━━━━━ Document section ━━━━━

Ask HN: What are A-player or 10x Dev attributes? - sharemywin
What are the best attributes to hire someone technical? Also, from what perspective: are you a lead, developer, or something else?
======
PaulHoule
I think A-player managers quit looking for 10x devs like all the B-player and
C-players do, but instead they build procedures and systems that get 10x
performance out of teams.

My advice for those who want to be 10x devs is that you have to rigorously
purge bullshit from your job. If you spend 1/4 of your time in useless
meetings and the project is going in circles, you are going to get nowhere no
matter how smart you are unless you can break managment of it's stupor or move
to another job.

------
CuriouslyC
I think there are multiple different type of A player developers:

There are "researcher" developers that given a tough problem can come up with
an excellent solution. If you gave the same problem to someone less competent,
you would get a hack with lots of problems, or possibly no solution at all.

There are also "coder" developers that given a well fleshed out specification,
can crank out code at break-neck speed.

You can tell research developers in interviews by proposing large-scale
problems and asking them how they'd approach finding solutions. Do they get
excited, or freeze up? Big tell.

━━━━━

- _Tasks to complete_
a - Show every line of the records that contains the word "hair", matching its case exactly.
b - Resume the Hacker News thread about the traits of 10x developers from the point where it stops.

━━━━━ Given data ━━━━━

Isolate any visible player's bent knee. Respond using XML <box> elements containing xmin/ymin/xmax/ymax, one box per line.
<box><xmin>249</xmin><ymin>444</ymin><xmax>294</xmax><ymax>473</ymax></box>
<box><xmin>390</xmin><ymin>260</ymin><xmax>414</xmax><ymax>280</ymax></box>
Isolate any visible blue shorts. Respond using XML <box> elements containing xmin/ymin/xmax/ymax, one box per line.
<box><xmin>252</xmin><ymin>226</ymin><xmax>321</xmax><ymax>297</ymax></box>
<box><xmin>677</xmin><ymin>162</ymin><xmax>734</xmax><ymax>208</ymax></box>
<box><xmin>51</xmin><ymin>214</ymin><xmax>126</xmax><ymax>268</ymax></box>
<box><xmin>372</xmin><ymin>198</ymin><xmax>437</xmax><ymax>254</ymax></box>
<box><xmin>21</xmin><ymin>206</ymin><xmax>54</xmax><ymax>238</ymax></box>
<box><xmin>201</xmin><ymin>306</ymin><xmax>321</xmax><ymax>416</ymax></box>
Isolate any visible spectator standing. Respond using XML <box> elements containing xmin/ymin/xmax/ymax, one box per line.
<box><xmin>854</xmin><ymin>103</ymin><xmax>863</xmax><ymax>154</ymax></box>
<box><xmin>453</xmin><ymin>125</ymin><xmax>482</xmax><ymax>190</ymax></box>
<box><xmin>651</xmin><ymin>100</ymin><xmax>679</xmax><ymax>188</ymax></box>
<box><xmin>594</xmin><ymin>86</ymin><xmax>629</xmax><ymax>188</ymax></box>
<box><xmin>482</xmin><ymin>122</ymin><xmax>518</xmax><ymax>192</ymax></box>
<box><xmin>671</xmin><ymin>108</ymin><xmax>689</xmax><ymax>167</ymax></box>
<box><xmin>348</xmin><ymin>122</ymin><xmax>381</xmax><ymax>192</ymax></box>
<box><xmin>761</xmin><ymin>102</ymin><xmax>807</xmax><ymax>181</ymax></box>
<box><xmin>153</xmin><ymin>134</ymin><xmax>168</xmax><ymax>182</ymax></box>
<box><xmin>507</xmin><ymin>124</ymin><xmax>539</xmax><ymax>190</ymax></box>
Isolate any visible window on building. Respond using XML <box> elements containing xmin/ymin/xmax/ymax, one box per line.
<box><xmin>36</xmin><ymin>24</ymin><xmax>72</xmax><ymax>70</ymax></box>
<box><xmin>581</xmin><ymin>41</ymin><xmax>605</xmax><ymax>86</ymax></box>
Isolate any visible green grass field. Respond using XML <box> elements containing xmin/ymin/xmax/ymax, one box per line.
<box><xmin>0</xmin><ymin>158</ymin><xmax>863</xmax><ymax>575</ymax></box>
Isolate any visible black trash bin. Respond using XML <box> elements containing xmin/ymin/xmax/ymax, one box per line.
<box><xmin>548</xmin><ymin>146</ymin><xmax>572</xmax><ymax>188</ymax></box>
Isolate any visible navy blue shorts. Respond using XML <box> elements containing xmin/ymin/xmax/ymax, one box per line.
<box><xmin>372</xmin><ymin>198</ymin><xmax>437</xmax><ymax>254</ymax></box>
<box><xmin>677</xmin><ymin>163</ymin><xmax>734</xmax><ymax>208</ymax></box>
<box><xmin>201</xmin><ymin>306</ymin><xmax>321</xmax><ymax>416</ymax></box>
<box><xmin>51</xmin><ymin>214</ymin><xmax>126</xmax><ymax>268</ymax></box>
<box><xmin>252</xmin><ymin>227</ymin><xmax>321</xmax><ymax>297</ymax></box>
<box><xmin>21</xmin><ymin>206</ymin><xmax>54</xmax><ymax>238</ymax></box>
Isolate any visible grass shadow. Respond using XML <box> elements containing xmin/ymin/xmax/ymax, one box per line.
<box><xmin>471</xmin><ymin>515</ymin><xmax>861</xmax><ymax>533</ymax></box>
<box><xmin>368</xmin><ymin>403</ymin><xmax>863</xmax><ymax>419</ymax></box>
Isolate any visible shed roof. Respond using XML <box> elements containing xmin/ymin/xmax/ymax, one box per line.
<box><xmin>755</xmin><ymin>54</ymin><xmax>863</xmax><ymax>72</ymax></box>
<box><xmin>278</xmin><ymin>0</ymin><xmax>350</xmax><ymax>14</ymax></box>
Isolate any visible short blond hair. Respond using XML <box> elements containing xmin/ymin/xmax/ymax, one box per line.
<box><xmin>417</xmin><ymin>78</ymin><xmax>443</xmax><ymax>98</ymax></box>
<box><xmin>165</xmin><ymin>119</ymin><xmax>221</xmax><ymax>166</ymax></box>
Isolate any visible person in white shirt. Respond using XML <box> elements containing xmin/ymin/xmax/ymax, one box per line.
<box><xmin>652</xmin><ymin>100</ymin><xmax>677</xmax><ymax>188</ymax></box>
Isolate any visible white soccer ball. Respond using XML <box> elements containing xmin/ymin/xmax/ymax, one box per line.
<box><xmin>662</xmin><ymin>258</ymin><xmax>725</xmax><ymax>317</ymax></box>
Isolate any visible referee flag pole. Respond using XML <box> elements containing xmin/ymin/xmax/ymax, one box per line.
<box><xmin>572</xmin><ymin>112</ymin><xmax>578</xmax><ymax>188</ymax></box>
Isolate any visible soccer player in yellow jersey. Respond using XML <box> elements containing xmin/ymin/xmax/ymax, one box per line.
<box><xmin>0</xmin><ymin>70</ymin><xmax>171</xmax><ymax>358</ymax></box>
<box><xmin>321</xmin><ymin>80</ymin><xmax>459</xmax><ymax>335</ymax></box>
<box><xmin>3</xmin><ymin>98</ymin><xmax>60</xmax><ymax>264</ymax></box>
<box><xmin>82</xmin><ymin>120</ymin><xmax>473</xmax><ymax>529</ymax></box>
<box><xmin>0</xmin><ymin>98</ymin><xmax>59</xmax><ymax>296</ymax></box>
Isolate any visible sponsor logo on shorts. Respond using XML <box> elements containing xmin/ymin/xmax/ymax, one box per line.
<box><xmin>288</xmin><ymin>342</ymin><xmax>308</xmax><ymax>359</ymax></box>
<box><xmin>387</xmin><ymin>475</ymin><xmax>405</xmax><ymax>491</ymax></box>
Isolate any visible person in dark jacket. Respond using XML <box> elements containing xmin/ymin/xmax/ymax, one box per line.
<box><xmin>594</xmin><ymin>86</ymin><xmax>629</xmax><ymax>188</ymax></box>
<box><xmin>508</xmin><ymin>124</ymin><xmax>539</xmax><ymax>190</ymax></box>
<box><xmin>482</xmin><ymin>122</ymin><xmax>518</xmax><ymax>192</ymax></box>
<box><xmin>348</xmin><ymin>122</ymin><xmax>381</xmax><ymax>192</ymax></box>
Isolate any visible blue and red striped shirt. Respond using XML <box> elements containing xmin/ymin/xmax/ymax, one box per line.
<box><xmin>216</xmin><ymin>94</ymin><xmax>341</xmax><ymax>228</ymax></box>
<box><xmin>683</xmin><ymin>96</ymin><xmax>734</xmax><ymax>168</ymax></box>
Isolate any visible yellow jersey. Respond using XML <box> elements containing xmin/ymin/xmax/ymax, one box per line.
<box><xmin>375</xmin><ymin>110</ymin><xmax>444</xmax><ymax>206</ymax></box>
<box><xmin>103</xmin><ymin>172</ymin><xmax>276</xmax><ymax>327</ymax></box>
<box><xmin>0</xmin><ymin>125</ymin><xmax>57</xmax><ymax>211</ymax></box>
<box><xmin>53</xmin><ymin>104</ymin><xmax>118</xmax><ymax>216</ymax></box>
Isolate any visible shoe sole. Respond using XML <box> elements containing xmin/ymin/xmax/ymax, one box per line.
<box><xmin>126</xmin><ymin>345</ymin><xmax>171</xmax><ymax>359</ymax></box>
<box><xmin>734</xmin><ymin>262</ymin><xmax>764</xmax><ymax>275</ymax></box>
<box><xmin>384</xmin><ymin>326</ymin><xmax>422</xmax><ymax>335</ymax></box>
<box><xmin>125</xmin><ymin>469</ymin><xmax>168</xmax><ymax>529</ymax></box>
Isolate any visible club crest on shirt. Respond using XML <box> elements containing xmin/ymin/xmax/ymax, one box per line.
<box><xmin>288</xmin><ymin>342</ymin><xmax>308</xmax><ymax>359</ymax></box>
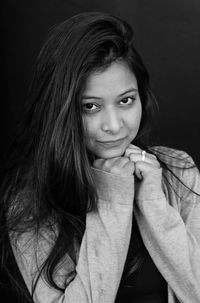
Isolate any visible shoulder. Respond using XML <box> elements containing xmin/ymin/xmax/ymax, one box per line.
<box><xmin>149</xmin><ymin>146</ymin><xmax>200</xmax><ymax>196</ymax></box>
<box><xmin>149</xmin><ymin>146</ymin><xmax>195</xmax><ymax>169</ymax></box>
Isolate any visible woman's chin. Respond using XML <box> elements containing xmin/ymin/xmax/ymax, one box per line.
<box><xmin>96</xmin><ymin>149</ymin><xmax>125</xmax><ymax>159</ymax></box>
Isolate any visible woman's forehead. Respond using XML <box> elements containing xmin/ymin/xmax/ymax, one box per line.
<box><xmin>84</xmin><ymin>61</ymin><xmax>137</xmax><ymax>95</ymax></box>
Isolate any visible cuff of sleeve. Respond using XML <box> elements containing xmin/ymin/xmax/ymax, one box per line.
<box><xmin>92</xmin><ymin>167</ymin><xmax>134</xmax><ymax>204</ymax></box>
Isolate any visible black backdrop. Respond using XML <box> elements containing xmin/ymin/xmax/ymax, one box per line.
<box><xmin>0</xmin><ymin>0</ymin><xmax>200</xmax><ymax>302</ymax></box>
<box><xmin>1</xmin><ymin>0</ymin><xmax>200</xmax><ymax>165</ymax></box>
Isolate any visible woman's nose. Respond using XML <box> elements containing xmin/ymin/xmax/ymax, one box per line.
<box><xmin>102</xmin><ymin>110</ymin><xmax>123</xmax><ymax>133</ymax></box>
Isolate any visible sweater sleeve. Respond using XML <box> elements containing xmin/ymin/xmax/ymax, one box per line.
<box><xmin>135</xmin><ymin>153</ymin><xmax>200</xmax><ymax>303</ymax></box>
<box><xmin>11</xmin><ymin>168</ymin><xmax>134</xmax><ymax>303</ymax></box>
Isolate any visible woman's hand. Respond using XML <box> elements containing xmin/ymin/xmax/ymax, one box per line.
<box><xmin>124</xmin><ymin>144</ymin><xmax>163</xmax><ymax>199</ymax></box>
<box><xmin>93</xmin><ymin>157</ymin><xmax>135</xmax><ymax>177</ymax></box>
<box><xmin>125</xmin><ymin>144</ymin><xmax>160</xmax><ymax>180</ymax></box>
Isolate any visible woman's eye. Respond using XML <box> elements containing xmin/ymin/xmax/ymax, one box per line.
<box><xmin>120</xmin><ymin>97</ymin><xmax>136</xmax><ymax>105</ymax></box>
<box><xmin>83</xmin><ymin>103</ymin><xmax>97</xmax><ymax>111</ymax></box>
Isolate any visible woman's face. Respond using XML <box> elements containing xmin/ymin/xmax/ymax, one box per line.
<box><xmin>82</xmin><ymin>61</ymin><xmax>142</xmax><ymax>159</ymax></box>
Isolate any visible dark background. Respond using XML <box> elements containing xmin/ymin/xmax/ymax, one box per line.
<box><xmin>0</xmin><ymin>0</ymin><xmax>200</xmax><ymax>302</ymax></box>
<box><xmin>0</xmin><ymin>0</ymin><xmax>200</xmax><ymax>165</ymax></box>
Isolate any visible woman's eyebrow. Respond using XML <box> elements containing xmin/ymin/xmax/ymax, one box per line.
<box><xmin>82</xmin><ymin>88</ymin><xmax>138</xmax><ymax>100</ymax></box>
<box><xmin>118</xmin><ymin>88</ymin><xmax>138</xmax><ymax>97</ymax></box>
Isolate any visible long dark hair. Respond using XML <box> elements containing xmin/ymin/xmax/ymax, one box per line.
<box><xmin>0</xmin><ymin>12</ymin><xmax>173</xmax><ymax>302</ymax></box>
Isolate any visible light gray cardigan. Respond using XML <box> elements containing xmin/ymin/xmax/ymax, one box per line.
<box><xmin>10</xmin><ymin>147</ymin><xmax>200</xmax><ymax>303</ymax></box>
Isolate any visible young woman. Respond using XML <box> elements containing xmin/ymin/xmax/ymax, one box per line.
<box><xmin>1</xmin><ymin>12</ymin><xmax>200</xmax><ymax>303</ymax></box>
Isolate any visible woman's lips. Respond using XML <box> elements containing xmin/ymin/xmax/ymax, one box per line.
<box><xmin>97</xmin><ymin>137</ymin><xmax>126</xmax><ymax>148</ymax></box>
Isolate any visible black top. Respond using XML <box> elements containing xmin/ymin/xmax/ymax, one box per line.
<box><xmin>115</xmin><ymin>221</ymin><xmax>168</xmax><ymax>303</ymax></box>
<box><xmin>115</xmin><ymin>255</ymin><xmax>168</xmax><ymax>303</ymax></box>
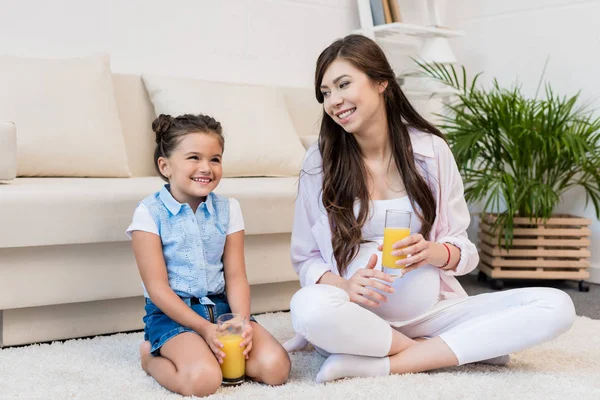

━━━━━

- _Exercise results_
a -
Isolate any visible short blond hair. Respond using XML <box> elements containing xmin/ymin/xmax/ymax, one box per line.
Isolate any visible long dark hair. Respond using XML <box> elements containing xmin/ymin/xmax/ymax, one box per line.

b -
To get coder developers, open source project activity is probably the best
indicator. If someone is part of several open source project teams and has
active forks and a commit history, that is a good indicator.

Once you have people like this, when managing them, you need to make sure that
you assign tasks based on their strength. Coders are great as project
maintainers, researchers will probably find a new job if you put them in a
maintainer role. Likewise, coders aren't going to be happy if you don't have
well fleshed out requirements/spec for them to chew on, while researchers view
that as a license to let their creativity run wild.

------
sharemywin
toptal does 100 million and I was wondering, how did a kid just out of college
figure out the magic formula? or did they?

sounds like a sweat shop:
[https://news.ycombinator.com/item?id=10107448](https://news.ycombinator.com/item?id=10107448)